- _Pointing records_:
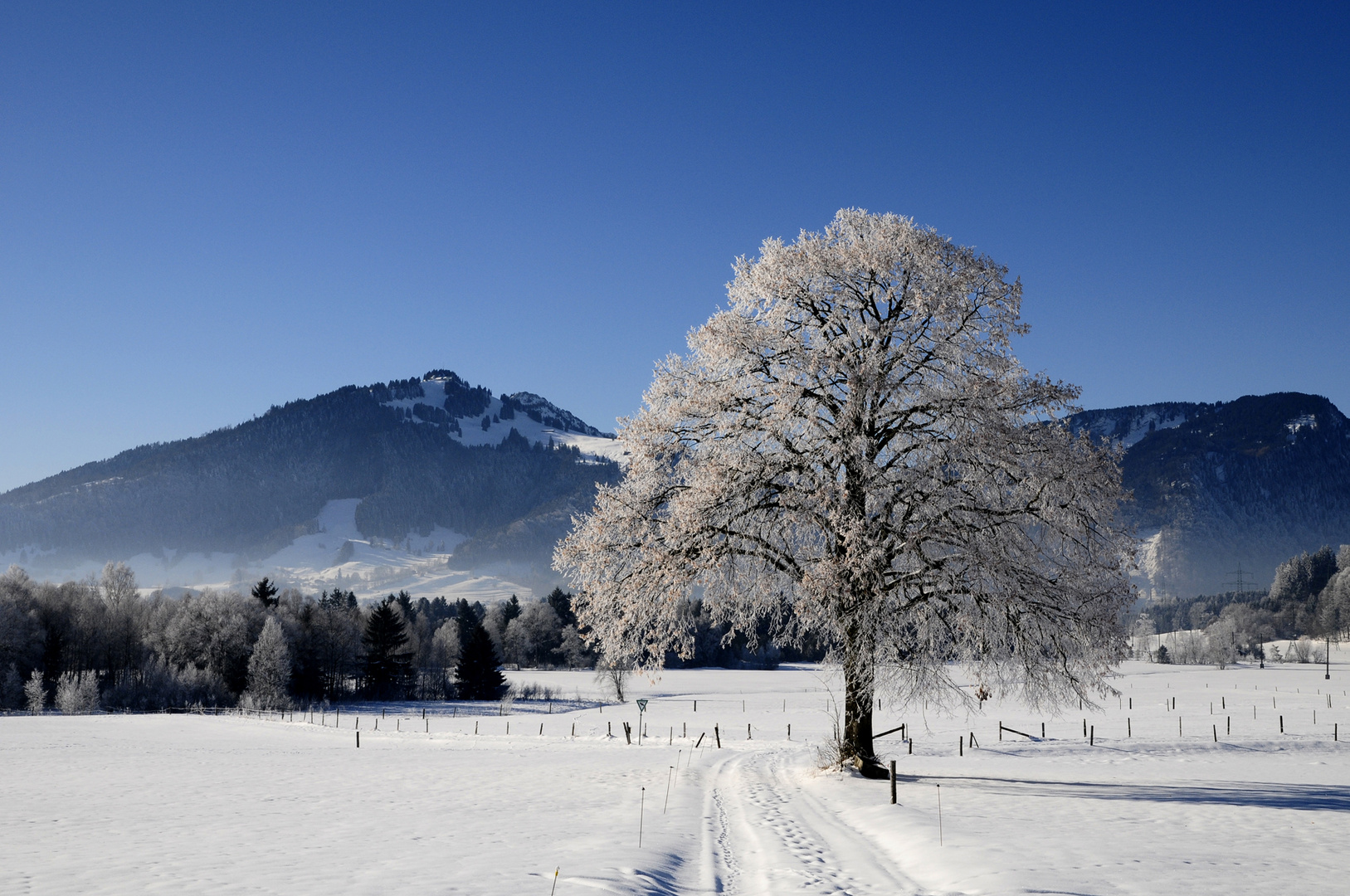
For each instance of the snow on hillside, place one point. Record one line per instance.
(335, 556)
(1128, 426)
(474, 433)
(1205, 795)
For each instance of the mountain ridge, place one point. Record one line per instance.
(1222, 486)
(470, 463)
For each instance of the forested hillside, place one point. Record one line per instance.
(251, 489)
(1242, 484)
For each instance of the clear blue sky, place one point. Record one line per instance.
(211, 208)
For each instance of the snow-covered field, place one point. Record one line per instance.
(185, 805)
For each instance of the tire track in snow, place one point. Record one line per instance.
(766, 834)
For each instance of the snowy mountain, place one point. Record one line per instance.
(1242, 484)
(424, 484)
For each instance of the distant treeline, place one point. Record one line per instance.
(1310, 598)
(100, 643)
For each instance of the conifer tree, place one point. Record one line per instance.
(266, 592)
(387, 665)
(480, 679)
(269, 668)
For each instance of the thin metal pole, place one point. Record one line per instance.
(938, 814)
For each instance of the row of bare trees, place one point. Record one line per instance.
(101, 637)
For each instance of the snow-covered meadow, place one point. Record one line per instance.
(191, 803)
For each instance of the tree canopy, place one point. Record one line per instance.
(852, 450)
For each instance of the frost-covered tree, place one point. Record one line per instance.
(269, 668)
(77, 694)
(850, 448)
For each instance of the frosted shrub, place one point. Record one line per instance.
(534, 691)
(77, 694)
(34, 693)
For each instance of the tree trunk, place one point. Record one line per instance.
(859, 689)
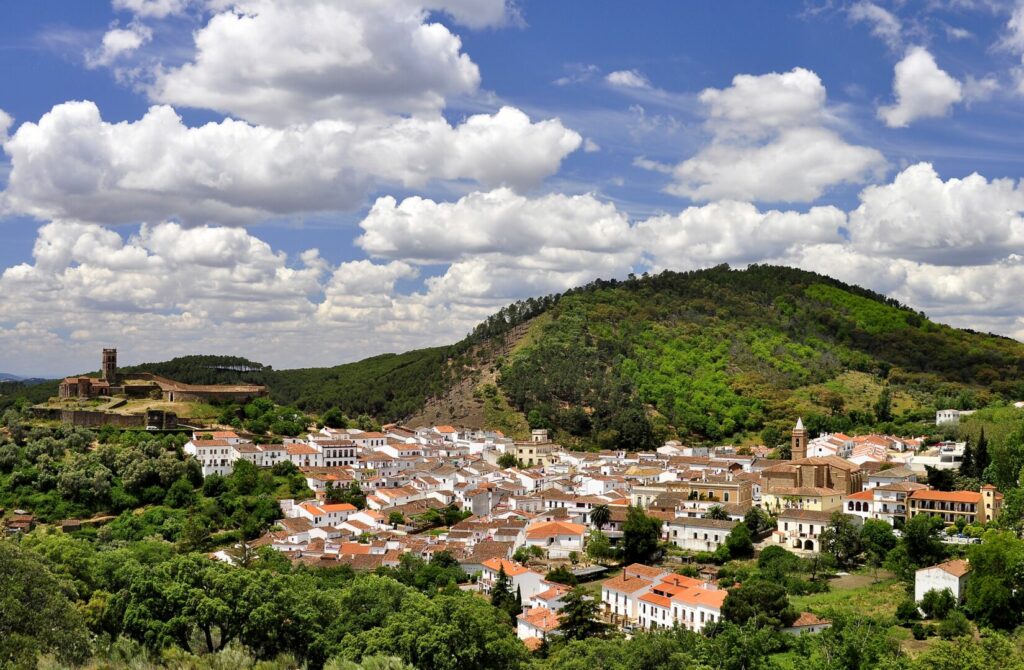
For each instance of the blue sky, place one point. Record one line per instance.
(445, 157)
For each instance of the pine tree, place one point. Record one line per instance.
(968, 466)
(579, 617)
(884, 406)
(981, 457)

- _Problem statement_: Set down the material exactly, every line of it, except for the pictures.

- _Solution below_:
For each instance of the snow on hillside, place one point. Record one line per instance.
(335, 556)
(1128, 426)
(474, 433)
(1205, 795)
For each instance of the mountain ridge, place one point. Record one line per instance.
(1222, 486)
(470, 463)
For each instance of the forested hillside, place one point. Record one line per instance.
(251, 489)
(1242, 484)
For each instance of the clear blue sky, place one point. Record one line per instance.
(211, 208)
For each instance of the snow-covered field, place one point. Record one line per instance.
(185, 805)
For each instance of the tire track in snow, place one point. Record one line per instance.
(766, 834)
For each instance of the snowy mountain, place one point. Record one line per instance.
(1242, 484)
(424, 484)
For each instance of the distant treeline, place one point. Record one line per instance.
(1310, 598)
(100, 643)
For each instance of the conifer tree, place one point. Record one line per instance.
(266, 592)
(387, 665)
(480, 679)
(269, 668)
For each instance of the thin metal pole, place one point. Record one line per instance.
(938, 814)
For each instance of the row of bare trees, place one point. Record one line per instance.
(101, 637)
For each instance of the snow-covered meadow, place one point. Record one line per instance.
(191, 803)
For each instance of the tree canopy, place one point. Record one line per instance.
(852, 450)
For each instance of the frost-covered tree, place one point. Record one line per instance.
(269, 668)
(77, 694)
(850, 448)
For each instance of the frosted shrub, place one point. Record one line per instance.
(534, 691)
(77, 694)
(34, 693)
For each instance of the tree trunk, place one point. Record one line per instance.
(859, 689)
For each instance of the blue sky, place one point. Record one line per instance.
(445, 157)
For each instance of the pine tree, place one point. Record one line per instance.
(968, 466)
(579, 617)
(884, 406)
(981, 457)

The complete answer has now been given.